[Pointing and labeling entries]
***

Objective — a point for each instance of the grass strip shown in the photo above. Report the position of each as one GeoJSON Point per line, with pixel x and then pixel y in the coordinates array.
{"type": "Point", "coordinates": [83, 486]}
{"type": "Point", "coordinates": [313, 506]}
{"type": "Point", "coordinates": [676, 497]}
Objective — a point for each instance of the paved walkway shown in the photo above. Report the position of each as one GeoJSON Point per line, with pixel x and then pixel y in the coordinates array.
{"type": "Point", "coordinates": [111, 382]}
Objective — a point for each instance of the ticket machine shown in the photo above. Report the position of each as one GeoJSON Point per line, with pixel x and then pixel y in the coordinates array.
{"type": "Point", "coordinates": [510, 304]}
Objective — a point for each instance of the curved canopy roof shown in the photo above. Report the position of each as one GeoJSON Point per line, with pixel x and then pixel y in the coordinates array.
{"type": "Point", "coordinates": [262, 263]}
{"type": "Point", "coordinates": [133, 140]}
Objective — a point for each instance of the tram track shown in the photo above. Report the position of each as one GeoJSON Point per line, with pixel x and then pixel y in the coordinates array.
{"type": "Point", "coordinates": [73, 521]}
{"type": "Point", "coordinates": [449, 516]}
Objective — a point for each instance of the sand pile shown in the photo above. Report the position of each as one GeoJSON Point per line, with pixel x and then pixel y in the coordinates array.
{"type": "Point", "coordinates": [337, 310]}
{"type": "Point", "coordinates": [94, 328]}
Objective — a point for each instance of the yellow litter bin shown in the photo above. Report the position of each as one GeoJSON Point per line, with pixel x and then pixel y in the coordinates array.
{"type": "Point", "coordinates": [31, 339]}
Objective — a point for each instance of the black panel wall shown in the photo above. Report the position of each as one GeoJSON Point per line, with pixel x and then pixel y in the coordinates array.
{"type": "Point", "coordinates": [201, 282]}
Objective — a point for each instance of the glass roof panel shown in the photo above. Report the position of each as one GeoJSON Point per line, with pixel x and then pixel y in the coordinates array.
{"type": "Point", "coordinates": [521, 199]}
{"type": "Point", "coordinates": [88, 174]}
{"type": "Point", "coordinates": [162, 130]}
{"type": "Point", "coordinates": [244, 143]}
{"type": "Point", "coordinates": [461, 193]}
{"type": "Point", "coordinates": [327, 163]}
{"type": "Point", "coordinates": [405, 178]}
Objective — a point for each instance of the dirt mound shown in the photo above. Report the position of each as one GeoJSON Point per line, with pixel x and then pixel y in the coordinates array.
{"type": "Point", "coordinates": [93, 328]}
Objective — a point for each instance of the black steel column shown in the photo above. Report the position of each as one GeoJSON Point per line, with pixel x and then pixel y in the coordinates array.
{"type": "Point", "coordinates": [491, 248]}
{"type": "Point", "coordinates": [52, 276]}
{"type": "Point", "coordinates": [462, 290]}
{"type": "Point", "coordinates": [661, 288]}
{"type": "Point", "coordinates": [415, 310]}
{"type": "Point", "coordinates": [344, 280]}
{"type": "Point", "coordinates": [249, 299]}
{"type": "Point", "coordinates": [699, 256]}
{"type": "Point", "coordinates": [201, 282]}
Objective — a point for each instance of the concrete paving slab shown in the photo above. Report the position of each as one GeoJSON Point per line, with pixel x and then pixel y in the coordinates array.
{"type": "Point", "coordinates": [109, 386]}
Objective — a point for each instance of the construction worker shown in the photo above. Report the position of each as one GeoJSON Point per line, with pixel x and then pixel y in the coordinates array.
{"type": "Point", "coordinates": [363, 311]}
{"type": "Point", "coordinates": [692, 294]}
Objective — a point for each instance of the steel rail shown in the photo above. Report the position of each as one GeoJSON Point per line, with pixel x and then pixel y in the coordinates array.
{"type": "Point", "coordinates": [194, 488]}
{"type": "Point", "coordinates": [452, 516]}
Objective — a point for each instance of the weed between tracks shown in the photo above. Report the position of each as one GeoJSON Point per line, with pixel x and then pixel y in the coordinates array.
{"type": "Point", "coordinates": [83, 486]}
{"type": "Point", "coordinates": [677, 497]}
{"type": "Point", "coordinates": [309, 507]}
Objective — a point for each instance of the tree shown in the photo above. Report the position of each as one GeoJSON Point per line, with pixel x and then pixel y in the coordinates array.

***

Exercise instructions: Duplicate all of the lines above, keeping every character unchanged.

Response:
Objective — a point for each instance of the grass strip shown in the photo above. Report the position of each as one GeoJSON Point per line, with pixel x and then pixel y in the coordinates array.
{"type": "Point", "coordinates": [83, 486]}
{"type": "Point", "coordinates": [313, 506]}
{"type": "Point", "coordinates": [676, 497]}
Objective — a point for each instance of the paved walkway shown in the photo above. Report the position of each as one GeoJSON Point per line, with pixel x and then pixel y in the coordinates array.
{"type": "Point", "coordinates": [111, 382]}
Objective — a point for each instance of the ticket machine shown in the photo above. Report the position of each as one GeoJSON Point per line, with pixel x and then pixel y in the coordinates array.
{"type": "Point", "coordinates": [510, 304]}
Objective — a point for each instance of the curved canopy roof shown in the photo above. Report the position of each as one GeoJSON Point per line, with pixel x and then pixel y in the coordinates array.
{"type": "Point", "coordinates": [262, 263]}
{"type": "Point", "coordinates": [133, 140]}
Objective — a point for each instance of the tram track shown in the photo above. Report the position of each as one GeoJSON Point per line, with pixel x and then pixel y in the coordinates array.
{"type": "Point", "coordinates": [73, 521]}
{"type": "Point", "coordinates": [449, 516]}
Objective — a point for each instance of the sand pile shown in the photo above. Report the position of each as one GeoJSON Point per line, with pixel x and then pixel y in the coordinates array.
{"type": "Point", "coordinates": [337, 310]}
{"type": "Point", "coordinates": [94, 328]}
Objective — a point for each instance of the yellow litter bin shown in the photo above. Report the position of each as one GeoJSON Point per line, with pixel x and then pixel y in the coordinates array.
{"type": "Point", "coordinates": [31, 339]}
Objective — a point for each instance of the black panel wall shown in the photo above. Report the position of each as one GeoJSON Point per line, with pixel x and then pixel y in the coordinates array.
{"type": "Point", "coordinates": [201, 282]}
Objective — a point for each instance of the glass roof panel shown in the photo above. Report the position of each as one GeoJSON Point per line, with pixel x and then pixel y in the coordinates array.
{"type": "Point", "coordinates": [521, 199]}
{"type": "Point", "coordinates": [88, 174]}
{"type": "Point", "coordinates": [162, 130]}
{"type": "Point", "coordinates": [244, 143]}
{"type": "Point", "coordinates": [461, 193]}
{"type": "Point", "coordinates": [327, 163]}
{"type": "Point", "coordinates": [405, 178]}
Objective — a point for each instance of the dirt mound shown in the photo above. Report the position of each as one GeoJSON Point per line, with pixel x and then pixel y in the coordinates array.
{"type": "Point", "coordinates": [93, 328]}
Objective — a point for each instance of the black steel column shown in the photo above. Report the position of each as one GeoJSON Point per line, with pixel x and then pixel y in the coordinates array.
{"type": "Point", "coordinates": [491, 248]}
{"type": "Point", "coordinates": [52, 276]}
{"type": "Point", "coordinates": [462, 290]}
{"type": "Point", "coordinates": [661, 288]}
{"type": "Point", "coordinates": [415, 310]}
{"type": "Point", "coordinates": [344, 280]}
{"type": "Point", "coordinates": [249, 299]}
{"type": "Point", "coordinates": [699, 256]}
{"type": "Point", "coordinates": [201, 282]}
Objective — a point for each instance of the concrete paving slab shown in the photo above. Report the position of each as one GeoJSON Point per line, with pixel x and then pixel y in the coordinates array.
{"type": "Point", "coordinates": [109, 386]}
Objective — a point for each instance of the construction worker shown in the photo above. Report the position of each as one GeoJSON Point per line, with pixel x and then pixel y in the coordinates array.
{"type": "Point", "coordinates": [363, 311]}
{"type": "Point", "coordinates": [692, 294]}
Objective — a point for each instance of the steel rail shown in the photo above. Report the position of each as one GeoJSON Point per line, with pixel x and then pixel y in the coordinates array.
{"type": "Point", "coordinates": [194, 488]}
{"type": "Point", "coordinates": [452, 516]}
Objective — a point for each instance of the weed between tracks shown in the photo above. Report the position of each as one GeoJSON Point per line, with pixel x and then pixel y in the coordinates array.
{"type": "Point", "coordinates": [83, 486]}
{"type": "Point", "coordinates": [677, 497]}
{"type": "Point", "coordinates": [309, 507]}
Objective — a point for each instance of the tree shown in the photo above. Report the position of each as one GeoJSON Point per line, with pixel x and then pixel y in the coordinates array.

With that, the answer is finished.